Tasks to carry out:
1 - In the IndexedDB observers documentation, which two existing observers is the IDBObserver interface said to be similar to?
2 - Carry on writing the IndexedDB observers documentation, picking up after its last sentence.

Passage shown:

□ □ □

Documentation & FAQ of observers. See accompanying WebIDL file IDBObservers.webidl

Please file an issue if you have any feedback :)

Table of Contents


IndexedDB doesn’t have any observer support. This could normally be implemented by the needed website (or third party) as a wrapper around the database. However, IDB spans browsing contexts (tabs, workers, etc), and implementing a javascript wrapper that supports all of the needed features would be very difficult and performance optimization of the features would be impossible. This project aims to add IndexedDB observers as part of the specification.

Use cases for observers include:

Example Uses

See the doc for more examples.

If we just want to know when an object store has changed. This isn’t the most efficient, but this might be the ‘starting block’ websites use to transition to observers, as at some point they would read the database using a transaction to update their UI.

// We just grab the transaction and give it to our UI refresh logic.
var refreshDataCallback = function(changes) {
// We disable records, so we just get the callback without any data.
// We ask for the transaction, which guarentees we're reading the current
// state of the database and we won't miss any changes.
var observer = new IDBObserver(refreshDataCallback);
    db, db.transact('users', 'readonly'),
    { noRecords: true, transaction: true, operations: ['add', 'put', 'delete', 'clear'] });

interface IDBObserver

The interface IDBObserver is added. This object owns the callback of the observer. We then use this object to observe databases (or targets), similar to IntersectionObserver and MutationObserver.

□ □ □

Saved data entries

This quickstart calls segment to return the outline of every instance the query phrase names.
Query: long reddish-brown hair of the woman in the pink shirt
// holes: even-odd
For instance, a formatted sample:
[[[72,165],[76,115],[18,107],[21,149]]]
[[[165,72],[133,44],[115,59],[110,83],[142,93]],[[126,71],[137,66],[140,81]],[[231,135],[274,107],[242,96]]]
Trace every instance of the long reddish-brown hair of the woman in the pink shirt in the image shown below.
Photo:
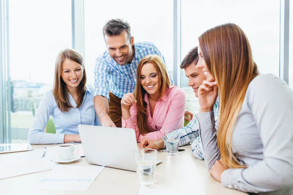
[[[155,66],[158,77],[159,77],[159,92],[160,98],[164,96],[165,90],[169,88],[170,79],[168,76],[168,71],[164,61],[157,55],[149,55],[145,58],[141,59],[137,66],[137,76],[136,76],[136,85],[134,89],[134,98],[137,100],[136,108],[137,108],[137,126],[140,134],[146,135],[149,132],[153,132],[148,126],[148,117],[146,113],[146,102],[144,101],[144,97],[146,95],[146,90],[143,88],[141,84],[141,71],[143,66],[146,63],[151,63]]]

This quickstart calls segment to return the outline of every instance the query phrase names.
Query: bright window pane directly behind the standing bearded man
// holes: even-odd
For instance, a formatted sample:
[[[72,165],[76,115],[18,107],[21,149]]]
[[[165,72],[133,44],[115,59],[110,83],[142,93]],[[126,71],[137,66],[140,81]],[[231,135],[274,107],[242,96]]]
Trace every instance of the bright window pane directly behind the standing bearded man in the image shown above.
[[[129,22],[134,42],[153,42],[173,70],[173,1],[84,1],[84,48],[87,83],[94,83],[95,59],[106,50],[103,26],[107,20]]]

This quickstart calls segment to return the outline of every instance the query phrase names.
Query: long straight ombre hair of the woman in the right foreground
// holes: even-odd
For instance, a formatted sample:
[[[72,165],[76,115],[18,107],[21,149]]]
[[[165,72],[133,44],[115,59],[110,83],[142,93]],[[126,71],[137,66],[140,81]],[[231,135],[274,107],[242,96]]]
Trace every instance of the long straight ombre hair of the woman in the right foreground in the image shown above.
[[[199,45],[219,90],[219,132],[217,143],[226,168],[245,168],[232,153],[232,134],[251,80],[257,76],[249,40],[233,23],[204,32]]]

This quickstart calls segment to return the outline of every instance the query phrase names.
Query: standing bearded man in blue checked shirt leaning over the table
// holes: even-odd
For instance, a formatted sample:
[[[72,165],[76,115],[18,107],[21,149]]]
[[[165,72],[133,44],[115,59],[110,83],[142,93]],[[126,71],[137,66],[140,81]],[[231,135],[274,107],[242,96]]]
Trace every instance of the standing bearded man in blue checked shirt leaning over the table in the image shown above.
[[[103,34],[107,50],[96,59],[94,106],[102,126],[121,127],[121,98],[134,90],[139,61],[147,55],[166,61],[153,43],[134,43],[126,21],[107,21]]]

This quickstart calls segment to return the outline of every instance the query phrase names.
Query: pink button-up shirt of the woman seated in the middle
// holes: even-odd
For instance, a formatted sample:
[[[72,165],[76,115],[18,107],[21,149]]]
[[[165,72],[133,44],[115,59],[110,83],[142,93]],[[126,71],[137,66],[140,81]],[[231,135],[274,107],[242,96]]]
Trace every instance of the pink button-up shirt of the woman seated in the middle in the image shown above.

□ □ □

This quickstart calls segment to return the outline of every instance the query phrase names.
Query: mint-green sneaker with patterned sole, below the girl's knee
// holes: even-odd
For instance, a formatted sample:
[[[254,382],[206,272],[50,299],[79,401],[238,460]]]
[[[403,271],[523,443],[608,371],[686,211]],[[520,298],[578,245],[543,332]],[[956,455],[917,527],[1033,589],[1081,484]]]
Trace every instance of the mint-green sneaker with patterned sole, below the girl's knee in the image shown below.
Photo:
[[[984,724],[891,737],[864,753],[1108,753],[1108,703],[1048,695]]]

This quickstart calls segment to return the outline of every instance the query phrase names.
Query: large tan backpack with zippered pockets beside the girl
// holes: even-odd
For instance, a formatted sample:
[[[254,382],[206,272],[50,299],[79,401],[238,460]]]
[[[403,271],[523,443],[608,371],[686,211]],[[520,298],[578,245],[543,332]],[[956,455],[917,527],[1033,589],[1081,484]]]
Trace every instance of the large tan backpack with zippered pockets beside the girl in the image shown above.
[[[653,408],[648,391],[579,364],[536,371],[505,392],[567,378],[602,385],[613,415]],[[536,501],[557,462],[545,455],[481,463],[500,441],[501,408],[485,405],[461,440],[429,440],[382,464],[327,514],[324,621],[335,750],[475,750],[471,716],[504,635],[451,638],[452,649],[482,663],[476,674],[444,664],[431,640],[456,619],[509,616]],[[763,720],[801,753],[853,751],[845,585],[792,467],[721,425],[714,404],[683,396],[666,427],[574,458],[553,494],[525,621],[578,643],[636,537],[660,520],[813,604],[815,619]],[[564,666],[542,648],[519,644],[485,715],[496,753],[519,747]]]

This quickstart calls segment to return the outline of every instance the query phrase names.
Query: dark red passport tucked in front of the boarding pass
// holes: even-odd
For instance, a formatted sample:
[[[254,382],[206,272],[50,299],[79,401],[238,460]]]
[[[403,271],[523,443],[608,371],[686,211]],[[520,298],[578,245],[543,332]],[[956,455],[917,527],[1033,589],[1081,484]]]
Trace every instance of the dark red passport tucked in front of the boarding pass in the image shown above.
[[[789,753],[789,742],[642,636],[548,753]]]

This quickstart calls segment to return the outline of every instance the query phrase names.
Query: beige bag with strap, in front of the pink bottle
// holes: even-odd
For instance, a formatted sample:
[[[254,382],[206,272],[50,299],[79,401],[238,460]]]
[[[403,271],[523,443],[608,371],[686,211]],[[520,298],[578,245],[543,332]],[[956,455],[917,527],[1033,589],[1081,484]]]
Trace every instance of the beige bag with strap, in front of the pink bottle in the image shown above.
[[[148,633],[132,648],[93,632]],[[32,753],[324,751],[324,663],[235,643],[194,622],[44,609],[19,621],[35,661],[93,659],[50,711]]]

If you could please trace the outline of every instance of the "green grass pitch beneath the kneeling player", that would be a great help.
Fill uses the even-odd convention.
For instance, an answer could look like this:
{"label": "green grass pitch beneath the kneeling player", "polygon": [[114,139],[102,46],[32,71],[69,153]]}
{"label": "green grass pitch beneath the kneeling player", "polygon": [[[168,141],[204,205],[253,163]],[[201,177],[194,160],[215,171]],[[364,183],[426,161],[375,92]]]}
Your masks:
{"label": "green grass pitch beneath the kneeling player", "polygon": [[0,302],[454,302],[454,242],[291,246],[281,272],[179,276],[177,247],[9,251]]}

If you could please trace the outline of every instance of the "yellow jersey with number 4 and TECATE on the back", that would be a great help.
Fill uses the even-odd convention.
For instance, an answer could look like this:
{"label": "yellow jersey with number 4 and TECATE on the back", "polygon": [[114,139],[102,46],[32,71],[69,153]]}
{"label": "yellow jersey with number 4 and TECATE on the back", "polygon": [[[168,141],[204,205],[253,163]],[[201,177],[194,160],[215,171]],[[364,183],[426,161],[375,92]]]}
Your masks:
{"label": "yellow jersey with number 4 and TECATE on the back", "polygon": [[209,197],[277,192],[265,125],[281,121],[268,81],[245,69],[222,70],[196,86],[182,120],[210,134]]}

□ □ □

Your written answers:
1 - IntersectionObserver and MutationObserver.

2 -
new IDBObserver(callback)

This creates the observer object with the callback. All observations initated with this object will use the given callback.

IDBObserver’s observe(…)

The function IDBObserver.observe(database, transaction, options) is added.

This function starts observation on the target database connection using the given transaction. We start observing the object stores that the given transaction is operating on (the object stores returned by IDBTransaction.objectStoreNames). Observation will start at the end of the given transaction, and the observer’s callback function will be called at the end of every transaction that operates on the chosen object stores until either the database connection is closed or IDBObserver.unobserve is called with the target database.

The transaction CANNOT be an upgrade transaction.

See Exceptions.

The options argument - with the operations populated - is required

options Argument

operations - required.

Lists the operations that the observer wants to see. This cannot be empty. Accepted values are put, add, delete, and clear.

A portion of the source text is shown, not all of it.